____ Input data

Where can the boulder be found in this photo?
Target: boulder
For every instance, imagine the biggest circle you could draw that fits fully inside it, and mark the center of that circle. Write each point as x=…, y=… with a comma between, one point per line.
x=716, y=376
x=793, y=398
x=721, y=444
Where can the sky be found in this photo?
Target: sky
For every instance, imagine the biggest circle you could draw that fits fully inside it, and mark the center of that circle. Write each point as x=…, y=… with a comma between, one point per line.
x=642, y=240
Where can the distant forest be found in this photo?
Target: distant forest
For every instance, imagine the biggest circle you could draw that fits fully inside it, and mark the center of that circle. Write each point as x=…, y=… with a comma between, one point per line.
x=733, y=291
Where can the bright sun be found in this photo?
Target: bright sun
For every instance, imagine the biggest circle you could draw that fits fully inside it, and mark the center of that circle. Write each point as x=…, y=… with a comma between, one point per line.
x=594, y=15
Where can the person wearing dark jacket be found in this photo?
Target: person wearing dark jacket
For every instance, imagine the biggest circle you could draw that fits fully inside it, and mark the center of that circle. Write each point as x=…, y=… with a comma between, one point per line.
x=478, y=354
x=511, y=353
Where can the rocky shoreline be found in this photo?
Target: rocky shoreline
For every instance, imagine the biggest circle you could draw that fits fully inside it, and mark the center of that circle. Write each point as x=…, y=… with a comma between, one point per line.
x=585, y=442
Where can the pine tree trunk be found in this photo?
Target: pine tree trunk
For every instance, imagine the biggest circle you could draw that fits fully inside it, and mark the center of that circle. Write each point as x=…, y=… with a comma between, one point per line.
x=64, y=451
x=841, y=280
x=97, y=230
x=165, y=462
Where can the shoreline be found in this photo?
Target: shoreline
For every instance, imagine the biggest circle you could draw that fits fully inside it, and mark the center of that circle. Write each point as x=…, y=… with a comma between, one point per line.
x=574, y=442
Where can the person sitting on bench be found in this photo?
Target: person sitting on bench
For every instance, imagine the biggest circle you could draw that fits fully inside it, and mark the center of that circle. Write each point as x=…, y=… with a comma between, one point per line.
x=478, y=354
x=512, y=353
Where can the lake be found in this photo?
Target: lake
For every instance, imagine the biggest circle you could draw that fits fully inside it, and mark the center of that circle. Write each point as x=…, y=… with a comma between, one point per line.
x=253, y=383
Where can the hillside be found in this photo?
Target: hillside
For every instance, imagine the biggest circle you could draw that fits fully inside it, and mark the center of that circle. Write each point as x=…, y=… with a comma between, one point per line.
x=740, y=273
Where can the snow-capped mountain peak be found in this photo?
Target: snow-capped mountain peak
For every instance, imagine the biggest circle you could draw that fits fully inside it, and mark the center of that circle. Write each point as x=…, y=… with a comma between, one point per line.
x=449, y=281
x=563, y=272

________

Return every record above exactly as it appears.

Where can the boulder be found in this photo?
Target: boulder
For every instance, imagine the biggest circle you could draw that fits fully inside it, and mark the center of that circle. Write each point as x=…, y=… with a comma between, one point per line.
x=716, y=376
x=793, y=398
x=721, y=444
Where can the sky be found in this photo?
Target: sky
For every instance, imagine the biggest circle you could draw that fits fully inside it, and mark the center of that circle. Write each point as x=…, y=… with a comma between, one point per line.
x=642, y=240
Where can the distant forest be found in this photo?
Target: distant forest
For every instance, imagine the biggest circle you could draw that fits fully inside it, and mark the center of that circle. Write each point as x=…, y=… with a comma between, one point per line.
x=733, y=291
Where can the bright sun be found in this photo?
Target: bright sun
For every instance, imagine the biggest circle you could draw that fits fully inside it, and mark the center of that circle. Write each point as x=…, y=… with a comma between, one point per line.
x=594, y=15
Where can the person wearing dark jacket be found in this photo?
Target: person wearing dark jacket
For every instance, imagine the biggest circle you could draw that fits fully inside it, and mark the center of that circle. Write each point as x=…, y=… with a comma between, one point per line.
x=478, y=354
x=511, y=353
Where can the rocky shoreline be found in this photo?
Target: rocky shoreline
For every instance, imagine the biggest circle you could draw that fits fully inside it, and mark the center of that circle. Write each point as x=…, y=… with a comma between, one point per line.
x=585, y=442
Where can the pine tree trunk be found in this photo?
Target: pine tree trunk
For every instance, imagine the biggest circle you could draw that fits fully inside it, and mark the center of that circle. Write each point as x=…, y=… with a comma between, one point per line.
x=64, y=451
x=841, y=280
x=97, y=230
x=165, y=462
Where can the shoreline be found in this photo?
Target: shoreline
For every instance, imagine the biggest circle you could draw that fits fully inside it, and mark the center of that circle. Write each point as x=…, y=… with a comma between, one point per line.
x=574, y=442
Where can the person sitting on bench be found in this photo?
Target: person sitting on bench
For every instance, imagine the biggest circle you could draw that fits fully inside it, and mark the center of that circle. Write each point as x=…, y=… with a comma between, one point per line.
x=478, y=354
x=512, y=353
Where can the lake be found in this photo?
Target: lake
For every instance, imagine the biggest circle you could draw that fits fully inside it, and mark the center of that circle. Write each point as x=…, y=… with a comma between, one point per line.
x=253, y=383
Where can the hillside be found in this photo?
Target: hillside
For every instance, imagine the biggest circle you could draw that fits fully inside it, and mark the center of that circle. Write each point as x=…, y=… with a comma between, one point per line.
x=740, y=273
Where can the snow-capped mountain peak be found in this photo?
Target: snow-capped mountain peak
For every instance, imagine the biggest circle you could draw that fits fully inside it, and mark the center of that circle. Write each point as x=…, y=… with a comma between, one point per line.
x=449, y=281
x=563, y=272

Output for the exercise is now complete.